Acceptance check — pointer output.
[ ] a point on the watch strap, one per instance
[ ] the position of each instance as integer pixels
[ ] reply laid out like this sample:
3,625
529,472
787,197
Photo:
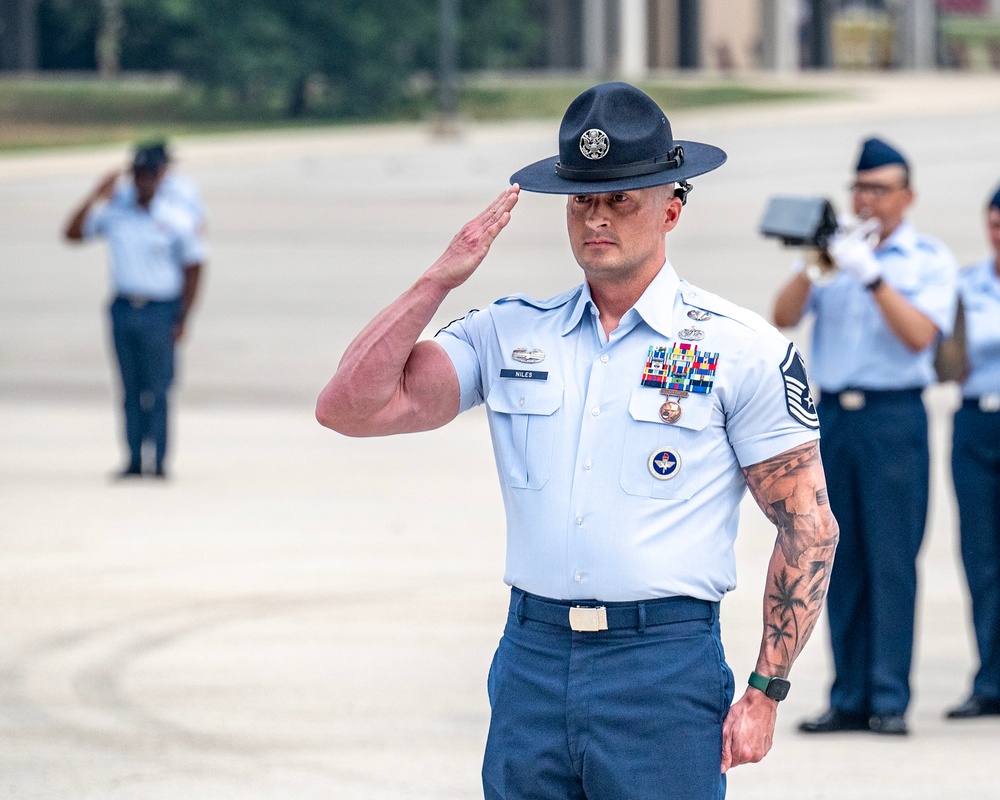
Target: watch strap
759,681
774,688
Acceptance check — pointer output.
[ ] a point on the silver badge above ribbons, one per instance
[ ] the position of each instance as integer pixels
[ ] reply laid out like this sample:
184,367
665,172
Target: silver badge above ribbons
594,144
526,356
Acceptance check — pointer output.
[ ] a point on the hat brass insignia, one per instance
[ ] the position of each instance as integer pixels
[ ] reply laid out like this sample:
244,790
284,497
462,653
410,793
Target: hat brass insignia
594,144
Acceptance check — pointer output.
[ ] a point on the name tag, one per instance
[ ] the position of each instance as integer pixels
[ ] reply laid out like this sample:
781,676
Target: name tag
524,374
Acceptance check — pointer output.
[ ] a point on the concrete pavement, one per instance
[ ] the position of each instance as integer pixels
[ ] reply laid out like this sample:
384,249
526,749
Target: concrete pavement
297,614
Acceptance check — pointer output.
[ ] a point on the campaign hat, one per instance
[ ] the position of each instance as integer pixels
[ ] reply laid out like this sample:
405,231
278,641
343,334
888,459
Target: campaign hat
877,153
149,157
613,138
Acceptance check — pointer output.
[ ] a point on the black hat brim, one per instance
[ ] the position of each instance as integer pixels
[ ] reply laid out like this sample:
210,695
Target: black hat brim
541,176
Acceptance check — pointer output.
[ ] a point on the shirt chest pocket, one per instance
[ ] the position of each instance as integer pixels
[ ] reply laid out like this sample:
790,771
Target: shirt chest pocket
524,420
648,438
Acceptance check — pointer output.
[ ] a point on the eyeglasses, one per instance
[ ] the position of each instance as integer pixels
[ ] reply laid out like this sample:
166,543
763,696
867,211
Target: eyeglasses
877,189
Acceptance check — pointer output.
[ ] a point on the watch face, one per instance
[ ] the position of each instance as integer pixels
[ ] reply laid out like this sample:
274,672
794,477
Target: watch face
777,688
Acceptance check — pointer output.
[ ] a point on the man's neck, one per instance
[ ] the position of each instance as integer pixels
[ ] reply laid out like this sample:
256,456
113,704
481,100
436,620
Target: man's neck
614,299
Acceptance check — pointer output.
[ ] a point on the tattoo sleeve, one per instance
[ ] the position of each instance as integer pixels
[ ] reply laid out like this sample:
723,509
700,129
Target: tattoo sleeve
791,491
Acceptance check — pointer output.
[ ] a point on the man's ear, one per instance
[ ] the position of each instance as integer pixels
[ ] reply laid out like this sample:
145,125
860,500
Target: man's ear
671,213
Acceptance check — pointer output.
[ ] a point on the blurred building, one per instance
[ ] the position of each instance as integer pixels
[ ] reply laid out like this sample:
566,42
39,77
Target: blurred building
630,38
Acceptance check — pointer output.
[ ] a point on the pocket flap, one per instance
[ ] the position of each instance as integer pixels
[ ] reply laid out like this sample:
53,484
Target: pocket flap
696,410
513,396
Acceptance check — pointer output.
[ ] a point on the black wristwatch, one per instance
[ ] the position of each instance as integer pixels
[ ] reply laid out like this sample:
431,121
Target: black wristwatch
775,688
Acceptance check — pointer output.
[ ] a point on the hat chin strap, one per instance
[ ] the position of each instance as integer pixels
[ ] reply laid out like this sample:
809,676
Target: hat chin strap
672,160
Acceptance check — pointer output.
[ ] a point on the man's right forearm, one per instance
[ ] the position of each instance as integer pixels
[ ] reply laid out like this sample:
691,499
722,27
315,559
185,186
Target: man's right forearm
74,228
387,382
371,375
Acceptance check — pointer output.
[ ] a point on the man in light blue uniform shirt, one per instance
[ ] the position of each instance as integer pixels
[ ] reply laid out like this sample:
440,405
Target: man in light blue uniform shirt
975,466
174,188
628,417
876,325
156,257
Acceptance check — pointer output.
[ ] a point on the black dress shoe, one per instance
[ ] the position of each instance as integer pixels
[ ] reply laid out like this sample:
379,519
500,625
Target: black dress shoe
888,724
975,706
834,721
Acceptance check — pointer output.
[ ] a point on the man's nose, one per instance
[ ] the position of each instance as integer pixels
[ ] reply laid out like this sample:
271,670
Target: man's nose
597,216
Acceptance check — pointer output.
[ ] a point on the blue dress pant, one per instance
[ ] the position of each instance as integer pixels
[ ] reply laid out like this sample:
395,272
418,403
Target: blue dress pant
975,466
622,714
143,335
877,466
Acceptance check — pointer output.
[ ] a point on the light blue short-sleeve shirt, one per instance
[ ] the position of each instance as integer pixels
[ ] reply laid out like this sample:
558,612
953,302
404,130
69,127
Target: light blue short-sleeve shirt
604,500
853,346
979,287
148,249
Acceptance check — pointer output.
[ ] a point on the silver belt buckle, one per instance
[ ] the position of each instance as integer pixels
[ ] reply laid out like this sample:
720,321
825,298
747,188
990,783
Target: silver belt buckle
585,618
989,403
852,400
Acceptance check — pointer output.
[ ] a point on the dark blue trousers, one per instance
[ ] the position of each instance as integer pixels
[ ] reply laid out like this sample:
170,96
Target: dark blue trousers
624,714
144,344
877,468
975,466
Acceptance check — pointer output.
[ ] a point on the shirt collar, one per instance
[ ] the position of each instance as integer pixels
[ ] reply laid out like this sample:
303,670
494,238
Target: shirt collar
985,275
903,240
655,306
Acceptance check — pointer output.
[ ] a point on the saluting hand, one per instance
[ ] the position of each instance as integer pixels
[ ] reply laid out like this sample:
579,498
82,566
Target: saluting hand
470,246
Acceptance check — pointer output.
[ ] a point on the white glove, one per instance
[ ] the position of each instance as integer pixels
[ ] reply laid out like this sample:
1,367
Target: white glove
854,255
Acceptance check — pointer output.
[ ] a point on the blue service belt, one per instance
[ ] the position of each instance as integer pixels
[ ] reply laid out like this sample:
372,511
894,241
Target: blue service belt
139,301
853,399
591,615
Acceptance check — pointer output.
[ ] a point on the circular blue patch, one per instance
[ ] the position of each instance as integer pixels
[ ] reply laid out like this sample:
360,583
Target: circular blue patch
664,463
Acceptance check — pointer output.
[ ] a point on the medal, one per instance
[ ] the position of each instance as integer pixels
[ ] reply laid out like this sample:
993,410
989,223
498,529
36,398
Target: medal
677,371
671,409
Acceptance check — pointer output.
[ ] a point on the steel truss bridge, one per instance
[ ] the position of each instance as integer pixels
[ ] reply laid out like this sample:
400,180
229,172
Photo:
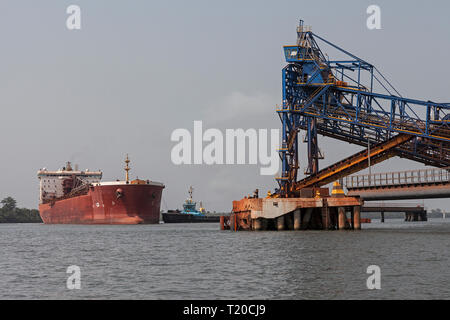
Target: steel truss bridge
350,100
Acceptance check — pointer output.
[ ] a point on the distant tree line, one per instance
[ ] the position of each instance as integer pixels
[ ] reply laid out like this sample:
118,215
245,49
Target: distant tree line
9,213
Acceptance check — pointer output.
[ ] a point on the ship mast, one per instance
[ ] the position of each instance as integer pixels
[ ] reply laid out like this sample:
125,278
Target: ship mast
127,168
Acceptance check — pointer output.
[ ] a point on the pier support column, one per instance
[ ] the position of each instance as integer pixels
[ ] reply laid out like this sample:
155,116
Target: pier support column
341,218
326,221
357,218
297,219
280,223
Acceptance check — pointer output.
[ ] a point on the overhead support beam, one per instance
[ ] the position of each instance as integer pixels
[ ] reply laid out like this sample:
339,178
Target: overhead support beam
354,163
########
• **PROBLEM REQUIREMENTS**:
Leave out the pictures and retype every line above exactly.

• **SOLUTION FOR THIS EXERCISE**:
Acceptance check — pointer output.
[ ] a point on the watch strap, one per instance
[ ] the position of each instance as integer pixels
[ ] reply laid out like this sample:
3,625
529,472
787,197
Photo:
Target: watch strap
759,681
774,688
Acceptance check — pointer output.
[ ] a point on the silver badge above ribbons, one per instance
[ ] the position of each instance as integer pixels
[ ] reply laid out like this sample:
184,367
665,172
Target: silver badge above ribbons
594,144
526,356
Acceptance check — pointer output.
[ ] a point on the hat brass insignia, one per instance
[ ] the position of each instance as integer pixels
[ ] reply laid out like this sample:
244,790
284,497
462,653
410,793
Target: hat brass insignia
594,144
Acceptance check — pointer output.
[ ] a point on the name tag, one per instance
[ ] the position of each instance as integer pixels
[ ] reply laid out like this sample:
781,676
Target: name tag
524,374
Acceptance check — pointer output.
[ ] a point on the concrete pavement, one per instance
[ ] the position of each instance as integer pixels
[ ] reply laid out like this sample:
384,249
526,749
Target: concrete pavement
297,614
Acceptance check — pointer output.
[ ] a point on the campaign hat, one per instance
[ ] the position of each instance as integer pixels
[ ] reply laid out like this sample:
405,231
278,641
343,334
888,459
Target: campaign hat
877,153
149,157
613,138
Acceptance check — pointer output.
[ ] a point on the black hat brim, one per instance
[ ] the position of each instance as integer pixels
[ ] reply laid out like this sample:
210,695
Target: black hat brim
541,176
Acceptance check — pointer output.
[ ] a point on the shirt chest pocket, one per instance
[ ] the position of each instance as integer pixels
[ ] reply laid out like this sample:
790,771
Target: shirt chest pocket
524,420
648,438
Acceptance check — pointer output.
[ ] a point on the eyeglasses, one per instance
[ ] the position of each instance as integer pixels
[ ] reply laid out like this sample:
166,543
763,696
867,211
Target: eyeglasses
877,189
Acceptance check — pointer output.
[ ] a point on the watch face, one per instance
[ ] the position of each instance as integer pixels
[ ] reply laid out like this sample:
274,672
794,477
Target: watch face
777,688
Acceptance check — pointer output.
[ ] a point on the man's neck, one per instance
[ ] the position of each instance as integer pixels
[ ] reply laid out like this sample:
256,456
113,704
481,100
436,620
Target: man's neck
614,299
Acceptance check — pointer output.
[ ] a point on the tattoo sleeve, one per instance
[ ] the position of each instance as integer pixels
[ ] reply laid out like this sample:
723,509
700,129
Target: tattoo sleeve
791,491
Acceptance check — pointer output.
[ ] a point on the man's ear, one per instance
[ ] the position of each instance as integer pixels
[ ] reply laid out like this sample:
145,125
860,500
Target: man's ear
671,213
Acceptance check — pointer output.
[ ] a point on the blurred building, one per instance
[ ] the position of each instance as integer pixels
[ ] reply laid out like this sample:
566,42
39,77
Target: blurred building
630,38
Acceptance check — pointer output.
[ ] a point on the pocket flap, one per instance
[ ] the position of each instance as integer pixels
[ ] reply laid out like this sample:
53,484
Target: pocket flap
696,410
513,396
Acceptance check — pointer output.
[ ] a point on the black wristwatch, one per instance
[ ] the position of each instance as integer pixels
[ ] reply laid out like this sample:
431,121
Target: black wristwatch
775,688
Acceptance check — pointer output.
[ ] a point on the hat chin strap, one per instance
[ ] the position of each instance as integer pixels
[ ] reply laid out like this sample:
809,676
Target: hat chin strap
672,160
Acceptance check — pointer output.
[ ] a point on the man's right forearm, one per instance
[ ] the position of each instance as integer pixels
[ ] reply laid out like this sample:
691,499
722,27
315,559
185,186
Target: man's right forearm
74,228
387,382
371,375
Acceptance check — pointer output.
[ ] a point on the man in light blue uniform shirt, one per instance
[ ] the position of each instance as integer pixels
[ ] reply laid out like this sample:
440,405
Target: man in light blue uniform shirt
975,466
174,188
628,417
876,325
156,257
Acceptance check — pointer output.
[ ] a point on the black dress shoe, one per instance
[ ] the position of each instance as integer pixels
[ ] reply laid out like this sample:
379,519
500,625
Target: black dress shoe
888,724
975,706
834,721
Acceptance check — pointer output.
[ ] a point on the man's nose, one per instance
[ ] the position of each instance as integer pixels
[ ] reply laid out like this sample:
271,670
Target: man's nose
597,216
Acceptance check — pointer output.
[ ] a point on the blue dress pant, one per instance
[ ] the position of each instance as integer pixels
[ ] reply laid out like this sample:
395,272
418,403
Target: blue dress pant
975,466
622,714
143,335
877,466
Acceptance check — pointer output.
[ ] a point on the light blue short-sleeve shirt, one per instance
[ ] the position of each instance as integer pixels
[ ] reply laid out like this sample:
558,612
953,302
404,130
69,127
Target: light blue short-sleeve shirt
604,500
853,346
979,287
148,249
Acceptance check — pointer output.
[ ] a point on the silver belt buckle, one per instance
[ ] the position of each instance as integer pixels
[ ] reply laid out like this sample:
720,321
825,298
747,188
990,783
Target: silver belt buckle
585,618
989,403
852,400
Acceptance check — pointer output.
[ ] a point on the dark blue trousers, one per instance
[ ] the position of each instance as integer pixels
[ ] reply laid out like this sample:
170,96
Target: dark blue trousers
624,714
144,344
877,468
975,466
Acceptance check — pointer output.
[ ] a point on the shirt collar, one per instance
[ ] the position of each instance as integer pixels
[ ] reply laid out like this sample:
303,670
494,238
Target: shirt collar
985,275
903,240
655,306
Acceptance check — pointer output.
[ ] a point on the saluting hand, one per instance
[ ] the position of each instance as integer pixels
[ ] reply laid out like this sample:
579,498
82,566
Target: saluting hand
470,246
Acceptance check — pointer output.
[ ] a point on the white glove, one per instance
[ ] the position of each instance as integer pixels
[ ] reply laid out like this sample:
1,367
Target: white glove
854,255
Acceptance check — pointer output.
[ ] a point on the blue service belt, one per instance
[ ] the position of each instance as integer pixels
[ ] reply laid out like this sample:
372,511
894,241
Target: blue service belt
139,301
853,399
591,615
Acceptance check — pointer output.
[ ] a point on the circular blue patch, one per instance
[ ] the position of each instance as integer pixels
[ ] reply laid out like this sample:
360,583
Target: circular blue patch
664,463
Acceptance check — pointer output.
[ ] a point on the medal, one per instance
[ ] the position of each instance as integer pixels
[ ] reply laid out like this sample:
993,410
989,223
498,529
36,398
Target: medal
677,371
671,409
Acceptance check — pointer output.
[ ] a point on the steel truss bridge, one per instance
[ ] the position of each instance as integer pixels
[ ] reply laid out like this sample:
400,180
229,172
Photo:
Target: steel truss bridge
350,100
Acceptance check — pointer output.
[ ] a point on the distant tree line, one per instance
[ ] the position of each instance as integer pixels
[ ] reply laid out like this sample:
118,215
245,49
Target: distant tree line
9,213
Acceptance check — pointer output.
[ ] a point on the ship mast, one per instance
[ ] the position of each instance as integer pixels
[ ] reply laid out like this sample:
125,278
Target: ship mast
127,168
Acceptance check — pointer output.
[ ] a point on the pier support column, one per instance
[ ] the position of each instance as integer pixels
[ ] reply laid out like this sample:
155,116
Target: pier support column
341,218
326,221
357,218
297,219
280,223
Acceptance check — pointer output.
[ ] a point on the overhead support beam, one per instance
[ ] the position of each instance as integer pixels
[ ] reply laid out like this sample:
339,178
Target: overhead support beam
354,163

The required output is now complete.